• PROVIDED RECORDS:
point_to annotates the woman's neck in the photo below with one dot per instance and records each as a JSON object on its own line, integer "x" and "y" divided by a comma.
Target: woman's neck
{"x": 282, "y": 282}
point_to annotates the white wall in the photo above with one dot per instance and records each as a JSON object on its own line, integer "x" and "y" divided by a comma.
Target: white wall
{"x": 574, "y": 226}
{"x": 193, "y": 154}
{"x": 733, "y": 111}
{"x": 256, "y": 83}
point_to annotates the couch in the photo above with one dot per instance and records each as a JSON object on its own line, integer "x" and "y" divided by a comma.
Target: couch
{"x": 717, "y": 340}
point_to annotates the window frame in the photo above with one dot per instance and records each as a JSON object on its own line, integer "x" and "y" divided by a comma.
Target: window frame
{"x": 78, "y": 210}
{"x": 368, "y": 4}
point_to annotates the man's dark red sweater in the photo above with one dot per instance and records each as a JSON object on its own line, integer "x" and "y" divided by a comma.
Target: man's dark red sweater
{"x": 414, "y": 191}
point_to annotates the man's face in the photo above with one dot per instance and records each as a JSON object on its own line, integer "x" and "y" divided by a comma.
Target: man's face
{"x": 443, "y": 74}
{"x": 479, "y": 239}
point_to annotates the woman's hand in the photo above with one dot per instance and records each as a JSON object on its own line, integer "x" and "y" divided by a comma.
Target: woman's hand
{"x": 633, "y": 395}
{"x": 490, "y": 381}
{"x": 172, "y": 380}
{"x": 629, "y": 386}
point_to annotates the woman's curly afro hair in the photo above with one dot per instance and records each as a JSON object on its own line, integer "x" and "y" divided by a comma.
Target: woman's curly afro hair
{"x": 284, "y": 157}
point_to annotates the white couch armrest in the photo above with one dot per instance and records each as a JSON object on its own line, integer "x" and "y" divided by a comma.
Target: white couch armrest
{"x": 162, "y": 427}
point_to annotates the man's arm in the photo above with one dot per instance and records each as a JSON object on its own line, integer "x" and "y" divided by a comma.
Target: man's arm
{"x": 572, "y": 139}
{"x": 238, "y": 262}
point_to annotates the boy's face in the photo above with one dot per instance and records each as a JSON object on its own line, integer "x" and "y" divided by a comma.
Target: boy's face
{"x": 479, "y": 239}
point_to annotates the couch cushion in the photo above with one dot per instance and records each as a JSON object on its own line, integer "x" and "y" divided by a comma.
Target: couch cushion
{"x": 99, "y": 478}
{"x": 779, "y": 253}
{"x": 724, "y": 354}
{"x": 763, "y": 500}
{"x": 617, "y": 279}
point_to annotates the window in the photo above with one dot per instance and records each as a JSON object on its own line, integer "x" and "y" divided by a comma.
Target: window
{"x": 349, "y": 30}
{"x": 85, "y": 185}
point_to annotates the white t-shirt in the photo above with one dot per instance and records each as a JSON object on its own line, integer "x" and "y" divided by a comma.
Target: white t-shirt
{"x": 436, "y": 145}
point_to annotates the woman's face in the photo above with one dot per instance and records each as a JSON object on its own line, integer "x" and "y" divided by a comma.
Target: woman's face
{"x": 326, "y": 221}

• THE PROBLEM: Please reproduce the listing above in full, swapping each "couch" for "sofa" and keeping everything else the same.

• RESULT OF THIS EXERCISE:
point_to annotates the woman's neck in the photo below with one dot per instance and records each as a JSON object on its own line, integer "x" and "y" divided by a comma.
Target: woman's neck
{"x": 282, "y": 282}
point_to annotates the white wall in the photo above with one dot per instance and records each as a JSON object on its own line, integer "x" and "y" divided by a comma.
Target: white wall
{"x": 574, "y": 226}
{"x": 193, "y": 154}
{"x": 733, "y": 111}
{"x": 256, "y": 83}
point_to annotates the sofa in the photo above with one dot per instance and records each as a JSON object on its own line, integer "x" and "y" divided by a comma.
Target: sofa
{"x": 717, "y": 340}
point_to annotates the window frame in the photo above with one dot per instance and records each as a JSON object on its own line, integer "x" and "y" divided by a comma.
Target: window frame
{"x": 78, "y": 210}
{"x": 368, "y": 4}
point_to annotates the man's dark red sweater in the photo above with one dot per instance and records each as a JSON object on its own line, integer "x" and "y" divided by a comma.
Target: man's dark red sweater
{"x": 414, "y": 191}
point_to annotates the man's face in the photo above with one dot per instance and records each as a JSON object on its own line, integer "x" and "y" divided by a comma.
Target: man's face
{"x": 443, "y": 74}
{"x": 479, "y": 239}
point_to annotates the woman's hand in the photo above with one dot per instance and records each as a JSON object on its own line, integer "x" and "y" divided by a comma.
Target: woman's hand
{"x": 633, "y": 395}
{"x": 490, "y": 381}
{"x": 172, "y": 380}
{"x": 629, "y": 386}
point_to annotates the woman's curly afro hair in the photo above with one dot per instance and records each as a JSON object on its own line, integer "x" and "y" divided by a comma.
Target: woman's curly afro hair
{"x": 284, "y": 157}
point_to annotates the white sofa armrest in the photo above with one dot per instance and records each as a JSON object on its own line, integer "x" and "y" divided by a comma.
Target: white sofa armrest
{"x": 162, "y": 427}
point_to annotates the man's arm in the photo above with one dot per instance and records each as a JSON object on its own line, integer "x" and "y" divided by a comma.
Target: man's arm
{"x": 572, "y": 139}
{"x": 238, "y": 262}
point_to annotates the boy's face in the photo above with one dot per instance and records each as a JSON object on its own line, integer "x" and "y" divided by a comma.
Target: boy's face
{"x": 479, "y": 239}
point_to annotates the sofa cushion in the photo above with one dot per instance and records each as a JSON object on its own line, integer "x" and "y" divided by a comma.
Target: sofa cushion
{"x": 99, "y": 478}
{"x": 779, "y": 253}
{"x": 724, "y": 354}
{"x": 763, "y": 500}
{"x": 617, "y": 279}
point_to annotates the window in the photo above with one dot per instance and records each as a JSON object on its own line, integer "x" and "y" divided by a comma.
Target: window
{"x": 349, "y": 30}
{"x": 85, "y": 185}
point_to annotates the white t-shirt in the photo above with one dot per instance and records each as a JSON object on its own line, integer "x" and "y" divided by a comma.
Target: white t-shirt
{"x": 436, "y": 145}
point_to annotates the woman's face in the photo above with one dot per instance and records each as a JSON object on its own line, integer "x" and "y" divided by a comma.
Target: woman's face
{"x": 326, "y": 221}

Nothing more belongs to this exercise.